Return the grammar excerpt for fact, rule and query statements verbatim, from its first production through the closing note.

---- Source extract

FactStmt        = 'fact' LogicPredicate
RuleStmt        = 'rule' LogicPredicate ':-' LogicCond { ',' LogicCond }
LogicCond       = LogicPredicate | LogicNeq
LogicNeq        = Ident '!=' Ident
LogicPredicate  = Ident '(' [ LogicTerm { ',' LogicTerm } ] ')'
LogicTerm       = Ident | String | Int
LogicQueryExpr  = 'query' LogicPredicate

These productions parse but the runtime VM does not execute them. The interpreter handles them. See MEP 10.

--------
---- Extracted material

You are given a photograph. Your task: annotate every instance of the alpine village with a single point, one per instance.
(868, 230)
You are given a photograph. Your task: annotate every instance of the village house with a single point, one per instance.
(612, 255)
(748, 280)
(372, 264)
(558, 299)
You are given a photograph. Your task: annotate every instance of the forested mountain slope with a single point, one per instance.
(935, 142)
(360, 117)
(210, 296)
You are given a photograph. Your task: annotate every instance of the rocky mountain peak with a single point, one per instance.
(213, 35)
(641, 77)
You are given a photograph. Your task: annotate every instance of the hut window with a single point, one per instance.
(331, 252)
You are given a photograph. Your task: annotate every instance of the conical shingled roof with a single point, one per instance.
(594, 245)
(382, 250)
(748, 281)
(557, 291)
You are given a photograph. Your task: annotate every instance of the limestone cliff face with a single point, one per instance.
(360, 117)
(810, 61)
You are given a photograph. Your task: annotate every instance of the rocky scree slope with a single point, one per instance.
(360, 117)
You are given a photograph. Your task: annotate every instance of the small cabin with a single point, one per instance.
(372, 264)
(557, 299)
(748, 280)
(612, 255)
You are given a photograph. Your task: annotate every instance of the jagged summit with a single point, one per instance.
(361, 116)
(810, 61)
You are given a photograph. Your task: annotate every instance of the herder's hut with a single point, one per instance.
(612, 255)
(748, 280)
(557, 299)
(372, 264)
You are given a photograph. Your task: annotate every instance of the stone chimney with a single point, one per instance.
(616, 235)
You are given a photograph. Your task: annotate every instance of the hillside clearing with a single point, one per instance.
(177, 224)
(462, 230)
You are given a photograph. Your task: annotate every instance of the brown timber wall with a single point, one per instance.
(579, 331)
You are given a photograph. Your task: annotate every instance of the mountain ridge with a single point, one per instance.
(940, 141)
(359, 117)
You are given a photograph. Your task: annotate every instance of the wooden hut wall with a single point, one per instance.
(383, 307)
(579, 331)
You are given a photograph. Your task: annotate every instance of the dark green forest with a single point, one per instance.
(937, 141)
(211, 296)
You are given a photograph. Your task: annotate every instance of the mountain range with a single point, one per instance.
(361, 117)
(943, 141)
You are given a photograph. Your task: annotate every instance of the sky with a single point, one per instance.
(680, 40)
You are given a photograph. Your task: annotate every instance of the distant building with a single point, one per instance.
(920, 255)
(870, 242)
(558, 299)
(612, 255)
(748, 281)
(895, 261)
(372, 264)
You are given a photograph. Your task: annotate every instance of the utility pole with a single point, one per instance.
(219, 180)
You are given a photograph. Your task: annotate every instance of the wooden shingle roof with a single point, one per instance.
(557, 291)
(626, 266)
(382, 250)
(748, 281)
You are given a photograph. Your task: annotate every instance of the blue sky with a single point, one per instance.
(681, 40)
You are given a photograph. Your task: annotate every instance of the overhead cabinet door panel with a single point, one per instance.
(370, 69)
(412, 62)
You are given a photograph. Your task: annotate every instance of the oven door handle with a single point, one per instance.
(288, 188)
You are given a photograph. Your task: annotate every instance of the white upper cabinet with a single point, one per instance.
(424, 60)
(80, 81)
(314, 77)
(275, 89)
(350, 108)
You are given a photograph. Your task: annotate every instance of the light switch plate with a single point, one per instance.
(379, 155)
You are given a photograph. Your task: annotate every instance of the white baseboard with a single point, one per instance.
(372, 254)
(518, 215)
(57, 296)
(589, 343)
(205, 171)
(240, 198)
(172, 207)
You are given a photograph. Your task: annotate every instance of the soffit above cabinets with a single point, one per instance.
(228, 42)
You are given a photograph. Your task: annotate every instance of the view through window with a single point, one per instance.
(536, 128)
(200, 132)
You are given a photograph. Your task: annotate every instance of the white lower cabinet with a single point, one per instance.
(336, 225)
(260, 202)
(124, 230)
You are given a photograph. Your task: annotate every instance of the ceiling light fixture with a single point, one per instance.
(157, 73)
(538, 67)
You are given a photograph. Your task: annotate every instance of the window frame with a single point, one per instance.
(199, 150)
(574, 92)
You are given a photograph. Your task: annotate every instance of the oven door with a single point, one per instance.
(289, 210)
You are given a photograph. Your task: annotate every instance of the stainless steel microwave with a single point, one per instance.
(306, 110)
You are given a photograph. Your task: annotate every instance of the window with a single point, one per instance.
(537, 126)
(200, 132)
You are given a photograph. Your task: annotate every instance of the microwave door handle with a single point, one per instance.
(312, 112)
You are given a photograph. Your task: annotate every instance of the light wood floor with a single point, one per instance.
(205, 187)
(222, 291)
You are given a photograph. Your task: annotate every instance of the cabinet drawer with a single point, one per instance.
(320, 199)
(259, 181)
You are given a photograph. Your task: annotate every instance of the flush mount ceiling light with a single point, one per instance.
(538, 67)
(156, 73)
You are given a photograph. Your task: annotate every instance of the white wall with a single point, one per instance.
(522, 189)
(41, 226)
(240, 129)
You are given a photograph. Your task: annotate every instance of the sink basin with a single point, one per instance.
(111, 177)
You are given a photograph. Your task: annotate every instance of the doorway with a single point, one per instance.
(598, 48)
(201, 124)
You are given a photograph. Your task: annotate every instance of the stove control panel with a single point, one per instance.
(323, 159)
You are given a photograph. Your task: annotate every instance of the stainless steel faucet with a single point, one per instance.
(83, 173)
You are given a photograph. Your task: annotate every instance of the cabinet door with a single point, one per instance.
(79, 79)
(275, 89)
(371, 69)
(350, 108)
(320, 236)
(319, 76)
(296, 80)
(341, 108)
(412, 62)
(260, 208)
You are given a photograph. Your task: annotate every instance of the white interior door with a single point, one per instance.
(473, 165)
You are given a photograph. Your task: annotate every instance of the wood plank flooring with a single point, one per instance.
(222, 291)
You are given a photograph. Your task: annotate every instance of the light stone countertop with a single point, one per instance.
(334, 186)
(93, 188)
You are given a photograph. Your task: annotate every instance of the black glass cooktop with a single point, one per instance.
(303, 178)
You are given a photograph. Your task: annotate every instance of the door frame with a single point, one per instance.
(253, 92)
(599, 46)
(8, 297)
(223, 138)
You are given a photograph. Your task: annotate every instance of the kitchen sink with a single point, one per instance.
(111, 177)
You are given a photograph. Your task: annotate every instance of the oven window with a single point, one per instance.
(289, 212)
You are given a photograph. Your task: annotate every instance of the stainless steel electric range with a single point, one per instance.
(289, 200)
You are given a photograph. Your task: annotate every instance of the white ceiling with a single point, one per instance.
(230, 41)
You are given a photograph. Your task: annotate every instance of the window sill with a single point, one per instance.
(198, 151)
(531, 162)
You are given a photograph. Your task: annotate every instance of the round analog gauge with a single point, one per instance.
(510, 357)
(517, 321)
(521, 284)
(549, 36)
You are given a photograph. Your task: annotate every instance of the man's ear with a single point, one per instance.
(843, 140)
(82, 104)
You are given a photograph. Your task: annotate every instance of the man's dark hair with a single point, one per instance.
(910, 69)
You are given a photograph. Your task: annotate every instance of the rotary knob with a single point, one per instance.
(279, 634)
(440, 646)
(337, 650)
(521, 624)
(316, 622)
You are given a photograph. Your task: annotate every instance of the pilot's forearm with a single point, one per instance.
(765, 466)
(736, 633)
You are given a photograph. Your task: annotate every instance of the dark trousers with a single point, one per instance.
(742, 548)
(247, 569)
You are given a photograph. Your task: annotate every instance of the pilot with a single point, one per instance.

--------

Finished task:
FactStmt        = 'fact' LogicPredicate
RuleStmt        = 'rule' LogicPredicate ':-' LogicCond { ',' LogicCond }
LogicCond       = LogicPredicate | LogicNeq
LogicNeq        = Ident '!=' Ident
LogicPredicate  = Ident '(' [ LogicTerm { ',' LogicTerm } ] ')'
LogicTerm       = Ident | String | Int
LogicQueryExpr  = 'query' LogicPredicate

These productions parse but the runtime VM does not execute them. The interpreter handles them. See MEP 10.